§ Given data
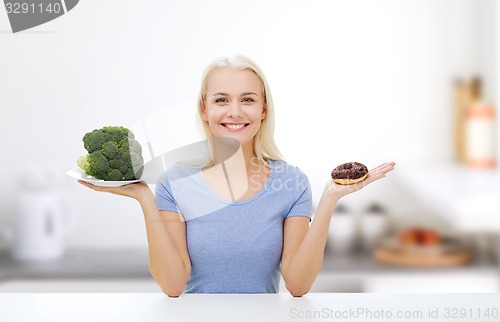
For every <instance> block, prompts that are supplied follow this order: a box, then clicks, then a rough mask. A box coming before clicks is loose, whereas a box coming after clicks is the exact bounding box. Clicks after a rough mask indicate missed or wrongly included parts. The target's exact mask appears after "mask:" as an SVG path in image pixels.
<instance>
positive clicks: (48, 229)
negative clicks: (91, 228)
mask: <svg viewBox="0 0 500 322" xmlns="http://www.w3.org/2000/svg"><path fill="white" fill-rule="evenodd" d="M16 203H17V212H16V214H15V216H14V218H13V222H12V229H11V231H9V232H8V234H7V235H8V239H9V240H10V244H11V254H12V257H13V258H14V259H16V260H19V261H42V260H50V259H54V258H58V257H60V256H61V255H62V254H63V250H64V240H63V238H64V235H65V234H66V232H67V231H68V230H69V228H70V227H72V226H73V216H72V214H73V212H72V211H71V209H70V208H71V207H70V204H69V201H68V199H67V198H64V197H63V194H62V193H58V192H56V191H38V192H20V193H19V195H18V197H17V201H16Z"/></svg>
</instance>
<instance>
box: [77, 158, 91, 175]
mask: <svg viewBox="0 0 500 322" xmlns="http://www.w3.org/2000/svg"><path fill="white" fill-rule="evenodd" d="M87 157H88V154H87V155H83V156H81V157H80V158H79V159H78V161H77V162H76V163H77V164H78V167H79V168H80V169H82V170H83V171H85V172H88V171H89V161H88V160H87Z"/></svg>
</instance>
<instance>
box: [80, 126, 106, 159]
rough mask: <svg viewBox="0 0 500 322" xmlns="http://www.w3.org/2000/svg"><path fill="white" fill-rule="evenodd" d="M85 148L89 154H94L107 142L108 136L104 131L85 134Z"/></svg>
mask: <svg viewBox="0 0 500 322" xmlns="http://www.w3.org/2000/svg"><path fill="white" fill-rule="evenodd" d="M82 140H83V147H84V148H85V150H87V152H88V153H92V152H94V151H96V150H99V149H100V148H101V146H102V144H103V143H104V142H106V136H105V135H104V132H103V131H102V130H94V131H92V132H89V133H87V134H85V136H84V137H83V139H82Z"/></svg>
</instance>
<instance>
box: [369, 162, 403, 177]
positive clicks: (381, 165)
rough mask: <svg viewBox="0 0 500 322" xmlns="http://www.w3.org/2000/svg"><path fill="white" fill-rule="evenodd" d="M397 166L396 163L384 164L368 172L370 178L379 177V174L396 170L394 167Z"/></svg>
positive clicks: (372, 169) (384, 173) (371, 169)
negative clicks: (393, 170)
mask: <svg viewBox="0 0 500 322" xmlns="http://www.w3.org/2000/svg"><path fill="white" fill-rule="evenodd" d="M395 165H396V163H394V162H389V163H383V164H381V165H379V166H378V167H375V168H373V169H371V170H370V171H369V172H368V176H369V177H370V176H374V175H377V174H379V173H383V174H385V173H387V172H389V171H392V170H394V166H395Z"/></svg>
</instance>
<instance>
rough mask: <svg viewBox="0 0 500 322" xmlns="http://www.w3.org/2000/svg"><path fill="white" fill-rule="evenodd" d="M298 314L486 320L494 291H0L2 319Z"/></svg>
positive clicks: (322, 320) (272, 314) (171, 318)
mask: <svg viewBox="0 0 500 322" xmlns="http://www.w3.org/2000/svg"><path fill="white" fill-rule="evenodd" d="M460 311H463V312H462V313H461V312H460ZM454 315H455V316H454ZM301 320H305V321H328V320H330V321H338V320H341V321H388V320H393V321H398V322H399V321H403V322H404V321H420V322H421V321H433V322H435V321H455V322H462V321H476V322H477V321H489V322H492V321H499V320H500V294H334V293H311V294H306V295H305V296H303V297H301V298H293V297H291V296H290V295H289V294H287V293H280V294H252V295H243V294H238V295H236V294H227V295H226V294H184V295H182V296H181V297H179V298H169V297H167V296H165V295H163V294H162V293H148V294H144V293H140V294H135V293H120V294H117V293H64V294H61V293H59V294H53V293H52V294H39V293H37V294H32V293H23V294H0V321H5V322H7V321H8V322H21V321H22V322H31V321H36V322H45V321H51V322H53V321H64V322H67V321H72V322H79V321H82V322H83V321H84V322H89V321H117V322H118V321H119V322H127V321H148V322H154V321H162V322H165V321H259V322H260V321H273V322H275V321H301Z"/></svg>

§ How to complete this task
Only the text of the listing above is wanted, transcribed exactly, without its images.

§ Expected output
For every <instance> block, prompts that are supplied follow this order: a box, then clicks, then a rough mask. A box coming before clicks is loose, whereas a box coming after clicks is the exact bounding box. Clicks after a rough mask indicate missed or wrongly included parts. The target's exact mask appears after "mask:" as an SVG path in image pixels.
<instance>
positive clicks: (48, 229)
negative clicks: (91, 228)
mask: <svg viewBox="0 0 500 322" xmlns="http://www.w3.org/2000/svg"><path fill="white" fill-rule="evenodd" d="M16 203H17V212H16V214H15V216H14V218H13V222H12V229H11V231H9V232H8V234H7V235H8V239H9V240H10V244H11V254H12V257H13V258H14V259H16V260H19V261H42V260H50V259H54V258H58V257H60V256H61V255H62V254H63V250H64V240H63V238H64V235H65V234H66V232H67V231H68V230H69V228H70V227H72V226H73V216H72V214H73V212H72V211H71V209H70V208H71V207H70V204H69V201H68V199H67V198H64V197H63V194H62V193H58V192H56V191H38V192H20V193H19V195H18V197H17V201H16Z"/></svg>
</instance>
<instance>
box: [77, 158, 91, 175]
mask: <svg viewBox="0 0 500 322" xmlns="http://www.w3.org/2000/svg"><path fill="white" fill-rule="evenodd" d="M87 157H88V154H87V155H83V156H81V157H80V158H79V159H78V161H77V162H76V163H77V164H78V167H79V168H80V169H82V170H83V171H85V172H88V171H89V161H88V160H87Z"/></svg>
</instance>
<instance>
box: [80, 126, 106, 159]
rough mask: <svg viewBox="0 0 500 322" xmlns="http://www.w3.org/2000/svg"><path fill="white" fill-rule="evenodd" d="M85 148L89 154H94L107 142L108 136L104 131L85 134Z"/></svg>
mask: <svg viewBox="0 0 500 322" xmlns="http://www.w3.org/2000/svg"><path fill="white" fill-rule="evenodd" d="M82 140H83V147H84V148H85V150H87V152H88V153H92V152H94V151H96V150H99V149H100V148H101V146H102V144H103V143H104V142H106V136H105V135H104V132H103V131H102V130H94V131H92V132H89V133H87V134H85V136H84V137H83V139H82Z"/></svg>
</instance>
<instance>
box: [369, 162, 403, 177]
positive clicks: (381, 165)
rough mask: <svg viewBox="0 0 500 322" xmlns="http://www.w3.org/2000/svg"><path fill="white" fill-rule="evenodd" d="M397 166L396 163L384 164L368 172L370 178L379 177V174L396 170L394 167Z"/></svg>
positive clicks: (372, 169) (384, 173) (371, 169)
negative clicks: (393, 170)
mask: <svg viewBox="0 0 500 322" xmlns="http://www.w3.org/2000/svg"><path fill="white" fill-rule="evenodd" d="M395 165H396V163H394V162H389V163H383V164H381V165H379V166H378V167H375V168H373V169H371V170H370V171H369V172H368V176H369V177H370V176H374V175H377V174H379V173H383V174H385V173H387V172H389V171H392V170H394V166H395Z"/></svg>
</instance>
<instance>
rough mask: <svg viewBox="0 0 500 322" xmlns="http://www.w3.org/2000/svg"><path fill="white" fill-rule="evenodd" d="M298 314L486 320L494 291H0L2 319Z"/></svg>
positive clicks: (322, 320) (272, 314) (171, 318)
mask: <svg viewBox="0 0 500 322" xmlns="http://www.w3.org/2000/svg"><path fill="white" fill-rule="evenodd" d="M460 311H463V312H462V313H461V312H460ZM454 315H455V316H454ZM301 320H305V321H328V320H330V321H338V320H341V321H388V320H393V321H398V322H399V321H403V322H404V321H420V322H421V321H433V322H435V321H455V322H462V321H476V322H477V321H489V322H492V321H499V320H500V294H334V293H311V294H306V295H305V296H303V297H301V298H293V297H291V296H290V295H289V294H287V293H280V294H252V295H243V294H238V295H236V294H227V295H226V294H184V295H182V296H181V297H179V298H169V297H167V296H165V295H163V294H162V293H148V294H144V293H140V294H135V293H120V294H117V293H64V294H61V293H59V294H53V293H52V294H39V293H37V294H32V293H23V294H0V321H5V322H7V321H8V322H21V321H22V322H31V321H36V322H45V321H51V322H53V321H64V322H67V321H72V322H79V321H82V322H83V321H84V322H89V321H117V322H118V321H119V322H127V321H148V322H154V321H162V322H165V321H259V322H260V321H273V322H275V321H301Z"/></svg>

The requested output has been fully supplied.